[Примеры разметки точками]
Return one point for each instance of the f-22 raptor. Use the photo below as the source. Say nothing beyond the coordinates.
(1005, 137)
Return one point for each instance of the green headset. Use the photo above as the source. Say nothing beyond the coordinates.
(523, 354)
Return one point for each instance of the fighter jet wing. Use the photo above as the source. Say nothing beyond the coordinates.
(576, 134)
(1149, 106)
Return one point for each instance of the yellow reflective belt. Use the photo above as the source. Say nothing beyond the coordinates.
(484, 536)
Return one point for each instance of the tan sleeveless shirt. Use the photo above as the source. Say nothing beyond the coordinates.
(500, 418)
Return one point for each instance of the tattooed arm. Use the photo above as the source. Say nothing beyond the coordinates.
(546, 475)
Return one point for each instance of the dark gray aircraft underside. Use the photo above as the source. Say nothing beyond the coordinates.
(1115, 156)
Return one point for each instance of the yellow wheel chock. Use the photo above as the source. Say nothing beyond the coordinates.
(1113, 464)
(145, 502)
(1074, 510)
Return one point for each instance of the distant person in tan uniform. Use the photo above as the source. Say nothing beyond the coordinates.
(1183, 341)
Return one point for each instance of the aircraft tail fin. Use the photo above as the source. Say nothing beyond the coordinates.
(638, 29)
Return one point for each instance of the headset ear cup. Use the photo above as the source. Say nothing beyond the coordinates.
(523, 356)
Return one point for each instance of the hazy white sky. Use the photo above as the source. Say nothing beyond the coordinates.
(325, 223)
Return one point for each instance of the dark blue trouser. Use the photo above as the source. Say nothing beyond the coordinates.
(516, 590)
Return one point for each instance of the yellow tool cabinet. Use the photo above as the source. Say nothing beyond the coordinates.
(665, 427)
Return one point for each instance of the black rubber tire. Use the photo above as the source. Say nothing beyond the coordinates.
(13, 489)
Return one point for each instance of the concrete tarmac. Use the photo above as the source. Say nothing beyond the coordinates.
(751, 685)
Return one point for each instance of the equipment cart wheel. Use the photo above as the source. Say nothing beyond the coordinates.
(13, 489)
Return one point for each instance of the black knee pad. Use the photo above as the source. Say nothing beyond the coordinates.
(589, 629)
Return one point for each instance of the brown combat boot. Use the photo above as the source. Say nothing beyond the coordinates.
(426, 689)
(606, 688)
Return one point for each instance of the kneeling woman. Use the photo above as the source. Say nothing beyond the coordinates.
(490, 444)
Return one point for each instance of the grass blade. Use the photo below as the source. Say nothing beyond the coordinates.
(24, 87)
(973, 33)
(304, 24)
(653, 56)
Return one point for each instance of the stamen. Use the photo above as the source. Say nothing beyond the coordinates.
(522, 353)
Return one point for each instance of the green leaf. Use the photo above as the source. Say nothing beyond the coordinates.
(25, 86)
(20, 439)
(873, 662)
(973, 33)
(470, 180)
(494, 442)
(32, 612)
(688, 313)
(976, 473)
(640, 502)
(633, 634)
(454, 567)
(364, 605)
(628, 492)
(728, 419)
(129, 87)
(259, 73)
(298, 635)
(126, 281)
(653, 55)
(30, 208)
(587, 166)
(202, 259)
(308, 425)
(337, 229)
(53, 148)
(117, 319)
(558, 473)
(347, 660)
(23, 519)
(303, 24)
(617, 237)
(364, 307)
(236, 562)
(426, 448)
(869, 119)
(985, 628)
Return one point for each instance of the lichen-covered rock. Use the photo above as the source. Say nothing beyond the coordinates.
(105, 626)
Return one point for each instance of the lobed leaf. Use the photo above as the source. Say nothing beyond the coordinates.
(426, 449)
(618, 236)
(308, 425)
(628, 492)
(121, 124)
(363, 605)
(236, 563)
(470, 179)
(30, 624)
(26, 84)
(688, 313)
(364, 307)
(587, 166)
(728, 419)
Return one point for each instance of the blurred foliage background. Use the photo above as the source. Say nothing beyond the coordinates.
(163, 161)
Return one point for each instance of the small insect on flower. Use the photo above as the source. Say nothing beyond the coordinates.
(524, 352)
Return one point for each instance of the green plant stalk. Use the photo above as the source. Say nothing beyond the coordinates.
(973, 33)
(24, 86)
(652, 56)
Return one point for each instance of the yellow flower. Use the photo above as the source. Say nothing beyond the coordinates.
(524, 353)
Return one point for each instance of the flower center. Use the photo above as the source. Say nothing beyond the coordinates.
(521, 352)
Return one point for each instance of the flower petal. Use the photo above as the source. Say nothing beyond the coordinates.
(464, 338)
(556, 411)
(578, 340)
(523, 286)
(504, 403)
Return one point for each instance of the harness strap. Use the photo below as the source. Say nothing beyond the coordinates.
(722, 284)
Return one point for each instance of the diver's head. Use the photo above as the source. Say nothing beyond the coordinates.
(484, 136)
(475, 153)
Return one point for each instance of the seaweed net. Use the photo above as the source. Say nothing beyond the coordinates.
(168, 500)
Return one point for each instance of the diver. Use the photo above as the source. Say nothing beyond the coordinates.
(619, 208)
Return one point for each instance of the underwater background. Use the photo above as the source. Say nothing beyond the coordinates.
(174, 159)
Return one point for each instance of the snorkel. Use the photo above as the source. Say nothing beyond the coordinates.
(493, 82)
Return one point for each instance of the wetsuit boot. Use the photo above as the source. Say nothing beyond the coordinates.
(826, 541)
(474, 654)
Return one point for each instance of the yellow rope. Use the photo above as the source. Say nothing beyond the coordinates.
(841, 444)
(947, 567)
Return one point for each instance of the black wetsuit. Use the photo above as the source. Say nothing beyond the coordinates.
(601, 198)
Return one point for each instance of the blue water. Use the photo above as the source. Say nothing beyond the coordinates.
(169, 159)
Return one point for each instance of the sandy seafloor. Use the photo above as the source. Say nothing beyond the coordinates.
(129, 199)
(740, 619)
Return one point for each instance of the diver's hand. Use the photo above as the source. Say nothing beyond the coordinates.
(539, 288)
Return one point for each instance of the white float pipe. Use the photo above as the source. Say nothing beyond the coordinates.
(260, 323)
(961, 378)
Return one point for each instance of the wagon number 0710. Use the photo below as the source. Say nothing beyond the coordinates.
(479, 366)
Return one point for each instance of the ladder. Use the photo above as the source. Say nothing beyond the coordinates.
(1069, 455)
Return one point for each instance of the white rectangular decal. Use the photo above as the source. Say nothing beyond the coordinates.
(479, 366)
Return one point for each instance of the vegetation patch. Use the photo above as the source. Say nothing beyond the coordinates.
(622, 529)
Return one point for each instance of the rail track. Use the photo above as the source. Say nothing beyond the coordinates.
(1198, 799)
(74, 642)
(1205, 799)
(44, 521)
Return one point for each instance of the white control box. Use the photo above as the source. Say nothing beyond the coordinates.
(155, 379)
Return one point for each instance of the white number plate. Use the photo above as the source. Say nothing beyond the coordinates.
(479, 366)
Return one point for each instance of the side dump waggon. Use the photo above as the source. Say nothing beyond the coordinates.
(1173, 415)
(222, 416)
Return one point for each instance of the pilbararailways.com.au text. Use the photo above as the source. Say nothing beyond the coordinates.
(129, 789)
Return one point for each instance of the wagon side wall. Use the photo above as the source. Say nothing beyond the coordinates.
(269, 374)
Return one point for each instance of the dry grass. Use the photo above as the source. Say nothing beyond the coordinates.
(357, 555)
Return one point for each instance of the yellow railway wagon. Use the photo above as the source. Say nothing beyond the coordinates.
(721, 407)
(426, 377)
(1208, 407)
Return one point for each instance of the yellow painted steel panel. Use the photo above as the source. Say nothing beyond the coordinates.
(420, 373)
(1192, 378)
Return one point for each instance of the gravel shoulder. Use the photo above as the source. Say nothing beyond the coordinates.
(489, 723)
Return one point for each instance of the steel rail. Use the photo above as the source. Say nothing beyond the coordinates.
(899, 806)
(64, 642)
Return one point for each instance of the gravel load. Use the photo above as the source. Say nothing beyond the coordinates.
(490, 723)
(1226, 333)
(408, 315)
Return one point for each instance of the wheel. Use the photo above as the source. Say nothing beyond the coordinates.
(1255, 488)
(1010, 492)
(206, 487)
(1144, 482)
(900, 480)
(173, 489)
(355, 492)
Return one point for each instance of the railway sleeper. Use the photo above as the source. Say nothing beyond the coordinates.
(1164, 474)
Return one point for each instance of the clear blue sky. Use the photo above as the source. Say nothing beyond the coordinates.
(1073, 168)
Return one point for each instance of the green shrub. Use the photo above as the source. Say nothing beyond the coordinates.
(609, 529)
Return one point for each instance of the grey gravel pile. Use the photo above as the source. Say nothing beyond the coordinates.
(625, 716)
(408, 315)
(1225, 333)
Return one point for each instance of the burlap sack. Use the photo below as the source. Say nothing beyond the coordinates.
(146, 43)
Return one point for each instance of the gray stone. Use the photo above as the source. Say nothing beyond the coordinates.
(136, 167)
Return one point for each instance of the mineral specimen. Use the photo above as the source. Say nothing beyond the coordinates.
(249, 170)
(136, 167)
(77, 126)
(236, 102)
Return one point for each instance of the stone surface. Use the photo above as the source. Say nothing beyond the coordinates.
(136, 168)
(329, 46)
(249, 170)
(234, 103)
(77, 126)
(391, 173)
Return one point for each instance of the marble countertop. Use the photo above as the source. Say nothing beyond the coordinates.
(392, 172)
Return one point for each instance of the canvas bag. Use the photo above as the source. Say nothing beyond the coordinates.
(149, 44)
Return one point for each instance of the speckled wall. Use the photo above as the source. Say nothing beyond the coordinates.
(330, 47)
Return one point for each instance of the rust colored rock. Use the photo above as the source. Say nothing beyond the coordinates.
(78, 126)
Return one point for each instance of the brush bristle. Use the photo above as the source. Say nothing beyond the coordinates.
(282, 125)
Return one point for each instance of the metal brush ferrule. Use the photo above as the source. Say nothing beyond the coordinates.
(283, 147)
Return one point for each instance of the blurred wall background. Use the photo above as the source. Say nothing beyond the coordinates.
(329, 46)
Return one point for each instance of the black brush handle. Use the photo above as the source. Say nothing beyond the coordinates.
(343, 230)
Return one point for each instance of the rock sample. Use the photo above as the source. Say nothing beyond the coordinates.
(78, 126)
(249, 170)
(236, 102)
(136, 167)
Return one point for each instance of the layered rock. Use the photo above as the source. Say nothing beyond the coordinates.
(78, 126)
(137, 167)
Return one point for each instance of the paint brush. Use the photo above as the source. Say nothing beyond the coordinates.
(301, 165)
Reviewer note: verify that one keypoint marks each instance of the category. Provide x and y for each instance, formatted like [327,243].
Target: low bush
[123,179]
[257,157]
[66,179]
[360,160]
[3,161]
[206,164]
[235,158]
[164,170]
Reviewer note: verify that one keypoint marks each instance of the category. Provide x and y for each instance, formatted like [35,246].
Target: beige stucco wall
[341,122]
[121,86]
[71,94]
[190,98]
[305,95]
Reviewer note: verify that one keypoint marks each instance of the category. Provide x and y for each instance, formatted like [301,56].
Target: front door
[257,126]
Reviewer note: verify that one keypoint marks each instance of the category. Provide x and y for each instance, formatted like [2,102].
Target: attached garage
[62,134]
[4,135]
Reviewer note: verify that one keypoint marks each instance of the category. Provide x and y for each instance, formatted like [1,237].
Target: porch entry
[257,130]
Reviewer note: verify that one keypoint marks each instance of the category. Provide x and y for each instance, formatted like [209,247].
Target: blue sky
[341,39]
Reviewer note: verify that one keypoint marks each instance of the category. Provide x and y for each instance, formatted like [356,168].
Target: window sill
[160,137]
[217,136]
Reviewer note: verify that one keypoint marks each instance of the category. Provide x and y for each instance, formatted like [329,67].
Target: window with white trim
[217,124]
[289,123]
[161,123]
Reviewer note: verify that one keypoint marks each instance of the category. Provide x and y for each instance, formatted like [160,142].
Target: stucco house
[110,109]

§ **Что требуется**
Можете извлечь отрезок листинга от самого начала до строки с «(1183, 341)» включительно? Перепишите эти строки без единого изменения.

§ **Ответ на задание**
Return one point for each instance of the f-22 raptor. Use the photo below as the source. Say nothing beyond the coordinates.
(1005, 137)
Return one point for each instance of the green headset. Use the photo above as the source. Say nothing beyond the coordinates.
(523, 354)
Return one point for each instance of the fighter jet wing. Use the photo above as the source. Say nothing beyond the coordinates.
(576, 134)
(1149, 106)
Return one point for each instance of the yellow reflective belt. Use the photo above as the source. Say nothing beyond the coordinates.
(484, 536)
Return one point for each instance of the tan sleeveless shirt. Use the photo above as the source. Say nothing beyond the coordinates.
(500, 418)
Return one point for each instance of the tattooed arm. Use the photo above as the source. Say nothing beyond the coordinates.
(546, 475)
Return one point for each instance of the dark gray aircraft underside. Use the photo above as the source. Say nothing beyond the coordinates.
(1115, 156)
Return one point for each instance of the yellow wheel chock. Use the photo above as the source. Say nothing beyond the coordinates.
(1113, 464)
(145, 502)
(1074, 510)
Return one point for each instance of the distant person in tan uniform. Use the photo above as the source. Say nothing beyond the coordinates.
(1183, 341)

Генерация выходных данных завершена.